◆ Selected extract
“Souffle” Stuffed Chicken RecipeRecipe posted in: Lunch/Dinner
This light and fluffy “Souffle” Stuffed Chicken recipe is one of our favorite ways to eat chicken. Not only is it delicious, it’s really easy to make, which means you can whip it up on those busy weeknights you need something fast.
Serve your stuffed chicken with a nice green salad for a well-rounded meal that will keep you satisfied on your way to your weight loss goal.
With the South Beach Diet’s proven diet programs and the Palm Weight Loss Blog’s healthy recipes detailing what to eat to lose weight, you’re already on your way to your own inspiring weight loss story.

◆ Your task
Summarize the stuffed chicken recipe post in two sentences.

◆ Raw data
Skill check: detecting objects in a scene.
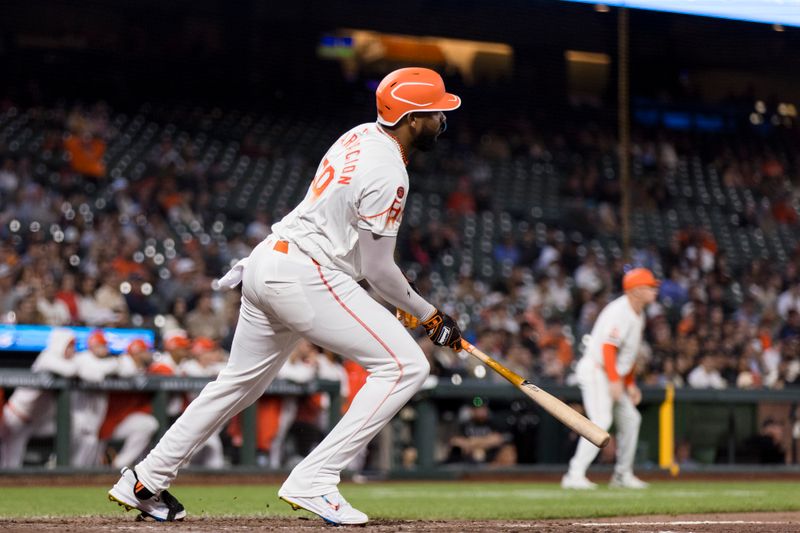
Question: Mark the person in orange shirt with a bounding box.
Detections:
[100,339,158,468]
[64,133,106,178]
[561,268,659,489]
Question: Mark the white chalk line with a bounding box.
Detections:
[572,520,793,527]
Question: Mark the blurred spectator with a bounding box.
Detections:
[36,276,70,326]
[737,418,787,464]
[99,339,158,469]
[0,329,77,468]
[64,132,106,178]
[70,330,120,467]
[447,398,517,466]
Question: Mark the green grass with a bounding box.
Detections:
[0,481,800,520]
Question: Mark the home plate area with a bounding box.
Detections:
[0,512,800,533]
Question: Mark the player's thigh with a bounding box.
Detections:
[614,394,642,427]
[303,267,429,379]
[111,413,158,439]
[218,295,300,384]
[579,368,614,429]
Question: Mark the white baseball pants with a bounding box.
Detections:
[0,404,42,468]
[136,238,430,497]
[569,356,642,476]
[111,413,158,468]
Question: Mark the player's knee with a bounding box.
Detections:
[403,350,431,385]
[141,416,158,435]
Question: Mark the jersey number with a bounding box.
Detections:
[311,159,335,198]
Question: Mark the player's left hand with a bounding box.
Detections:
[395,307,419,329]
[626,384,642,405]
[422,309,461,352]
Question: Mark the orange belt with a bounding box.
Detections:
[272,241,289,254]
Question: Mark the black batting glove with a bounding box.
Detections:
[422,309,461,352]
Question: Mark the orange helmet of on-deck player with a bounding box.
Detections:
[375,67,461,126]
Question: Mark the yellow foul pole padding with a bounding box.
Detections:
[658,383,679,476]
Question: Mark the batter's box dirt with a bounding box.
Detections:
[0,512,800,533]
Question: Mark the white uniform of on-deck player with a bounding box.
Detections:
[109,68,461,524]
[562,269,658,489]
[583,296,644,376]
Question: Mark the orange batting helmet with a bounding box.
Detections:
[375,67,461,126]
[622,268,661,291]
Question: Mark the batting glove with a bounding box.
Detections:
[422,309,461,352]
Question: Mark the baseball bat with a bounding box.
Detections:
[461,339,611,448]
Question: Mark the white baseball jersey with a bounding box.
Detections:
[584,295,644,377]
[272,123,408,279]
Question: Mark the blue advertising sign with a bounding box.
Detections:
[567,0,800,26]
[0,324,155,353]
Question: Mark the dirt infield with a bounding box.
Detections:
[0,512,800,533]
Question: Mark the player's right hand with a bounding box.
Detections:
[422,309,461,352]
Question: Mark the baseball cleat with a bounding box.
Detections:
[108,467,186,522]
[561,473,597,490]
[608,474,650,489]
[278,491,369,526]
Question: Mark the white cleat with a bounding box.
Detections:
[561,473,597,490]
[278,491,369,526]
[108,467,186,522]
[608,474,650,489]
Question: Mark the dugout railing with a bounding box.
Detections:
[0,369,800,476]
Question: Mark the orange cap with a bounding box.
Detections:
[192,337,217,355]
[622,268,661,291]
[375,67,461,126]
[86,329,108,346]
[128,339,147,353]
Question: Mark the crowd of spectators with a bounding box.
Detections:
[0,98,800,394]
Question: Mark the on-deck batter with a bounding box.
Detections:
[109,68,461,524]
[561,268,659,489]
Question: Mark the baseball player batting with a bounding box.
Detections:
[109,68,461,524]
[561,268,659,489]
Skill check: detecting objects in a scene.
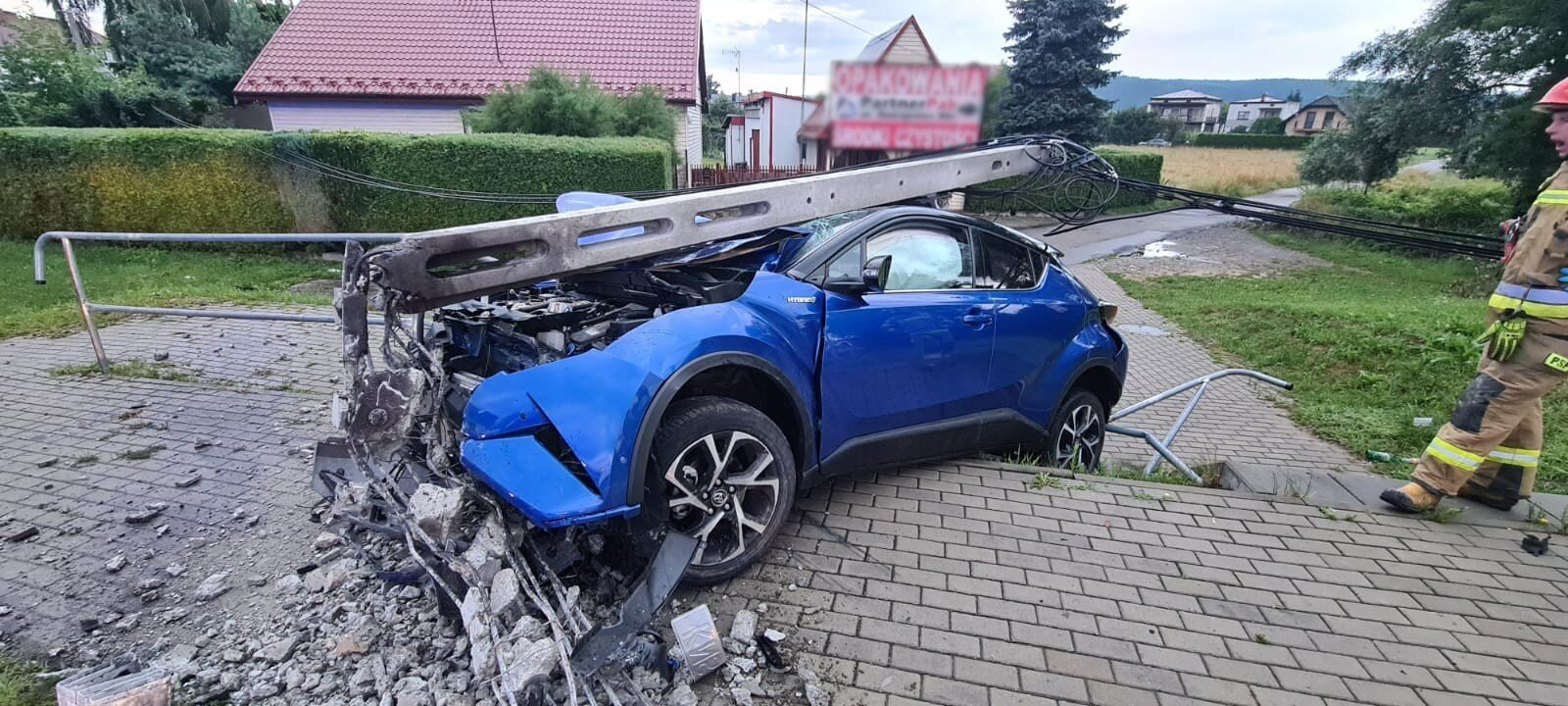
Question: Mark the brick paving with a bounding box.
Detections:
[709,461,1568,706]
[0,319,335,649]
[0,293,1568,706]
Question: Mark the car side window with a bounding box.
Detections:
[828,241,864,280]
[975,230,1040,288]
[865,225,974,292]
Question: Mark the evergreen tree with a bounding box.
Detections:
[998,0,1126,143]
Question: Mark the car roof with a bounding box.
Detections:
[789,206,1055,277]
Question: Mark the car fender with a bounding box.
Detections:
[465,273,821,516]
[1021,324,1127,427]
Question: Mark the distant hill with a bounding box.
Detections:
[1095,76,1354,110]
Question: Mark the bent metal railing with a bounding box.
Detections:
[1105,367,1294,481]
[33,230,405,375]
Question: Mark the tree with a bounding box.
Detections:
[104,0,288,120]
[1338,0,1568,206]
[1247,118,1284,135]
[1299,88,1414,188]
[0,25,186,127]
[1105,108,1181,144]
[998,0,1126,143]
[980,65,1013,139]
[49,0,100,49]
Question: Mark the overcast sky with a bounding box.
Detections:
[703,0,1432,94]
[0,0,1432,94]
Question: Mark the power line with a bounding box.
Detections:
[802,0,876,36]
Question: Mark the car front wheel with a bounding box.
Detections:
[1046,389,1105,473]
[653,397,797,585]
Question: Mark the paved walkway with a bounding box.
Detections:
[706,463,1568,706]
[0,319,337,654]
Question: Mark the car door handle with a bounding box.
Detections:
[964,309,996,327]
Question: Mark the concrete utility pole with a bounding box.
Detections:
[795,0,810,167]
[724,47,747,96]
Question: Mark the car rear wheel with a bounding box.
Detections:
[1046,387,1105,471]
[651,397,797,585]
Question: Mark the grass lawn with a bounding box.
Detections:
[0,656,55,706]
[0,240,339,339]
[1121,230,1568,492]
[1116,146,1301,196]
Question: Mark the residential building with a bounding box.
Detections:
[800,14,941,170]
[1150,91,1225,131]
[1225,92,1301,131]
[724,91,821,170]
[233,0,706,176]
[0,10,108,47]
[1284,96,1354,135]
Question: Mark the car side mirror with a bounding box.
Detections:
[821,256,892,296]
[860,256,892,292]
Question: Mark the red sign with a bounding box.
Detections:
[831,61,986,151]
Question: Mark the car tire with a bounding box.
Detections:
[649,397,798,585]
[1045,387,1105,473]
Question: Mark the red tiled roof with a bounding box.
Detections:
[233,0,701,100]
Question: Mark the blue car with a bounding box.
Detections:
[431,202,1127,583]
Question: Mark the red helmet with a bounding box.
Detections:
[1535,78,1568,113]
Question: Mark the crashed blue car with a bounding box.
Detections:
[398,194,1127,583]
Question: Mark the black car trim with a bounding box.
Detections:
[821,410,1046,479]
[625,353,817,507]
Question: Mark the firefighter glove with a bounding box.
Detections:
[1476,319,1526,363]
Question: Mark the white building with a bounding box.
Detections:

◆ Result for this exercise
The post presents a light and fluffy "Souffle" Stuffed Chicken recipe, calling it delicious and easy enough to make on busy weeknights. It suggests serving the chicken with a green salad for a well-rounded, satisfying meal and says the South Beach Diet's programs and the Palm Weight Loss Blog's recipes put readers on the way to their own weight loss story.